Problem set —
(a) From the Authors Guild page, list the issues on which the Guild is said to advocate for authors.
(b) Pick up the Authors Guild page after its last sentence and write what comes next.

Given text —
>> Start
Our mission is to support working writers. We advocate for the rights of writers by supporting free speech, fair contracts, and copyright. We create community and we fight for a living wage.


Authors Guild President Roxana Robinson (Photo by Joyce Ravid)

Who We Are

The Authors Guild is the nation’s oldest and largest professional organization for writers. Since its beginnings over a century ago, we have served as the collective voice of American authors. Our members include novelists, historians, journalists, and poets—traditionally and independently published—as well as literary agents and representatives of writers’ estates.

The Guild advocates for authors on issues of copyright, fair contracts, free speech and tax fairness, and has initiated lawsuits in defense of authors’ rights, where necessary. We represent authors on the Hill, in state legislatures, and in government agencies. Recently, we have fought in several major court battles to protect authors’ copyrights, including our lawsuits against Google Books and HathiTrust, and we have worked to establish fair royalty rates for both e-books and print books. Learn more about some of our success stories here.

Our members have access to a broad range of legal and web services. The Guild’s legal staff reviews members’ book and freelance contracts and intervenes in publishing disputes. We provide liability insurance at group rates, a Back-in-Print program, and a free subscription to our quarterly Bulletin, as well as host and help develop members’ websites. Our new, re-designed website includes a more robust member directory (searchable by numerous categories), an events calendar, member forums for you to share information and ideas with your fellow writers, daily and weekly news updates, digital archives of the Bulletin and recorded seminars. We also hold in-person and phone-in seminars and symposia on issues critical to the writing life, and more informal gatherings throughout the country.

churchill landscape

Our first president—in 1912, when we were the Authors League—was Winston Churchill. Not the one who went on to save the world from Hitler (and incidentally win the Nobel Prize in Literature), but the other Winston Churchill. Ours served two terms in the New Hampshire State Legislature and wrote a dozen best-selling novels and Broadway plays. (Photo Credit: Library of Congress Prints and Photographs Division, Reproduction Number: LC-USZ62-96136)
>> End
Dataset content —
>> Start
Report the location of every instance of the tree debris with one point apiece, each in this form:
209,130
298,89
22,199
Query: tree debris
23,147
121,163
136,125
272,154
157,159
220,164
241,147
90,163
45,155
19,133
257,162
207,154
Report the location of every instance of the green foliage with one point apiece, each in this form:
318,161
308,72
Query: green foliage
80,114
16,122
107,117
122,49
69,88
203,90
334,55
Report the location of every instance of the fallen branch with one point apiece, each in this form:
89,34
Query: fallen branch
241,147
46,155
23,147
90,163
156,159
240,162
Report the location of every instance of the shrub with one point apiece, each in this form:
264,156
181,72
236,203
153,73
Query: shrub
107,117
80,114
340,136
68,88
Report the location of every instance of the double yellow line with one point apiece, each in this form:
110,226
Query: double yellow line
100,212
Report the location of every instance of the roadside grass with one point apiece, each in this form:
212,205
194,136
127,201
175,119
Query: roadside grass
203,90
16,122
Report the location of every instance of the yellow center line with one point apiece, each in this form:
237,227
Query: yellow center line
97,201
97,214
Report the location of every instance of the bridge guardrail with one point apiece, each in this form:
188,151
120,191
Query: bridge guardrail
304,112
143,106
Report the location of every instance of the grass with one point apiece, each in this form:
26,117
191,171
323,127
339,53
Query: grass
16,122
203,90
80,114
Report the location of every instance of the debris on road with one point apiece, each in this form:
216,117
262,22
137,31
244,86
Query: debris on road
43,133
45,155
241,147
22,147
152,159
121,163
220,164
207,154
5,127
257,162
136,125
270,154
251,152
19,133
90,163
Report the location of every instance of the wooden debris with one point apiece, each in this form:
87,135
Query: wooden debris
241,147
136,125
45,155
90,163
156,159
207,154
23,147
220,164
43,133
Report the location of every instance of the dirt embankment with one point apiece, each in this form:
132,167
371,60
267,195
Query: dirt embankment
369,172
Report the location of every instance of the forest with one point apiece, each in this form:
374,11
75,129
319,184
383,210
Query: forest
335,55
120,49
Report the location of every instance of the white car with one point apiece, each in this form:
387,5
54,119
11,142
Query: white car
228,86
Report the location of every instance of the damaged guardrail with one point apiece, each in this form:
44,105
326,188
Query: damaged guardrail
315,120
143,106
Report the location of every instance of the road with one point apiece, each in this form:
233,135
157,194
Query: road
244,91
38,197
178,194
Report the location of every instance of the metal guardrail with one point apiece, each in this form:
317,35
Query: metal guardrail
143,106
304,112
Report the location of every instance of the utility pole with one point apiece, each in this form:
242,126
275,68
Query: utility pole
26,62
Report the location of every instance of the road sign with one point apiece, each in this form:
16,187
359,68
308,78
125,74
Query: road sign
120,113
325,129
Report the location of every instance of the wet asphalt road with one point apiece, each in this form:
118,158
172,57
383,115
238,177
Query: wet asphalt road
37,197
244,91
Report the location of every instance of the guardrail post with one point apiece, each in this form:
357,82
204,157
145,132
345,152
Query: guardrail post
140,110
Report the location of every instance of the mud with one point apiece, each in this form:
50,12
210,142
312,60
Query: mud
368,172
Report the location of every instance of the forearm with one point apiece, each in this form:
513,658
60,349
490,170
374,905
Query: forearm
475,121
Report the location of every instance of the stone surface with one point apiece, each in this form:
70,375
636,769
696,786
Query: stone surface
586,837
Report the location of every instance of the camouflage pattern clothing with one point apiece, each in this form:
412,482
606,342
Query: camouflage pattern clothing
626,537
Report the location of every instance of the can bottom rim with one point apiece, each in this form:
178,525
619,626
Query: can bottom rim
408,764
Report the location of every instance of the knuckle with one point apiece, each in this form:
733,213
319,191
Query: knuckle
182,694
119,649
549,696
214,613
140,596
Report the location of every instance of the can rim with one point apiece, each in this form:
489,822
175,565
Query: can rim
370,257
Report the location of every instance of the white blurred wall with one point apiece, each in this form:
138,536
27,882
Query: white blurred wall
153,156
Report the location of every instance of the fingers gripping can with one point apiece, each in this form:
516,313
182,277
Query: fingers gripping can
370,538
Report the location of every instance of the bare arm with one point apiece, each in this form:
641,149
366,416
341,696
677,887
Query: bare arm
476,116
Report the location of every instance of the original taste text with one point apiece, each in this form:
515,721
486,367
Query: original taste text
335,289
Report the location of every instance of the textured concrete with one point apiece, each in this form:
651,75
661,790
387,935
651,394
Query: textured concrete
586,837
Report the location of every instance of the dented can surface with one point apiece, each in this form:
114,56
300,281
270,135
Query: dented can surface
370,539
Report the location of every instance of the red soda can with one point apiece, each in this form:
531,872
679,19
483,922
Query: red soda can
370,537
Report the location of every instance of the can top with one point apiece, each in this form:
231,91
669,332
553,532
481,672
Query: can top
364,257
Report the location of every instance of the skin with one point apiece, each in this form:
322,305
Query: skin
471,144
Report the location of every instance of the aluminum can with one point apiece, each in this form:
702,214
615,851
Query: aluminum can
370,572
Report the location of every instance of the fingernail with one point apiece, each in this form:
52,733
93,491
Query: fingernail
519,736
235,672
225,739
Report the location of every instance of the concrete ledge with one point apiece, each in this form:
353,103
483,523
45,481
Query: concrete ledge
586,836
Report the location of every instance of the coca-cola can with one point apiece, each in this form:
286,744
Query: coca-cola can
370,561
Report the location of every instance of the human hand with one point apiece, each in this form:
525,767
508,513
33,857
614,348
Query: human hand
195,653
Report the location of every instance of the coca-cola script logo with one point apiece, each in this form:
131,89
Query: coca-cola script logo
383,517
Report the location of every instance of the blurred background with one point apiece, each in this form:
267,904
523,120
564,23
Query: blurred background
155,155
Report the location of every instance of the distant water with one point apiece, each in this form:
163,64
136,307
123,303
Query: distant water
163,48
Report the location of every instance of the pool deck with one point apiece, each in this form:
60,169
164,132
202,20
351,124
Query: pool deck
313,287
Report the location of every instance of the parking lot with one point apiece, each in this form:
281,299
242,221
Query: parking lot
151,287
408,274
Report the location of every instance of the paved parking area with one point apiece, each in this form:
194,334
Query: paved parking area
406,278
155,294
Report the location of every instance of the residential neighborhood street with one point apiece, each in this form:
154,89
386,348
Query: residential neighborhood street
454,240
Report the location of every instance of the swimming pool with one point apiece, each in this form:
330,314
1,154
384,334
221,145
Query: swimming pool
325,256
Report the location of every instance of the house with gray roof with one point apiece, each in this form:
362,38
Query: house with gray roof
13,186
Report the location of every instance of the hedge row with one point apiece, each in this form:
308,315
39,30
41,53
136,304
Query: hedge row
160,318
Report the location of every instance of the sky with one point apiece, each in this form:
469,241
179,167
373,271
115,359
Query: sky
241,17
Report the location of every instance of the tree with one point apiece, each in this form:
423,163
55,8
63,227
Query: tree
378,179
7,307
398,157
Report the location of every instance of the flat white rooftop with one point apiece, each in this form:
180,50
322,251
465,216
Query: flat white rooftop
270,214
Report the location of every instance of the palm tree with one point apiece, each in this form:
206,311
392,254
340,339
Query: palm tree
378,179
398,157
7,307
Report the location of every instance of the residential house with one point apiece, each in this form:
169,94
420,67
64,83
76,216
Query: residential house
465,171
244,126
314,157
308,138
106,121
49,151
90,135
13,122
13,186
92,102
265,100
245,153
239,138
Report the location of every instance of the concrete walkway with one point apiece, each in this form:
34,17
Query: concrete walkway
>> End
The replies —
(a) copyright, fair contracts, free speech, tax fairness

(b)
The Authors League of America began in 1912, headquartered in New York City—its mission “to protect the rights of all authors, whether engaged in literary, dramatic, artistic, or musical competition, and to advise and assist all such authors.” It became the Authors Guild in 1921, when playwrights, composers, and lyricists split off as the Dramatists Guild of America. The governing Council, elected by the membership, has included leading authors of fiction, nonfiction, and poetry, among them winners of the Nobel and Pulitzer Prizes and National Book Awards.

A long roster of prominent authors has led the Guild as president, among them the novelists Pearl S. Buck, Rex Stout, Madeleine L’Engle, Erica Jong, and Scott Turow; the biographers Anne Edwards and Robert Caro; the journalists Herbert Mitgang and J. Anthony Lukas; the historians William Shirer and Robert K. Massie; the impossible-to-categorize Roy Blount Jr.; and now, Roxana Robinson.

roosevelt landscape

Theodore Roosevelt, having already signed into law the Copyright Act of 1909 on his last day as U.S. President, became our first vice president. He remains the only one whose face adorns Mt. Rushmore. (Photo Credit: Library of Congress Prints and Photographs Division/Rockwood Photo Co. Reproduction Number: LC-USZC4-11867)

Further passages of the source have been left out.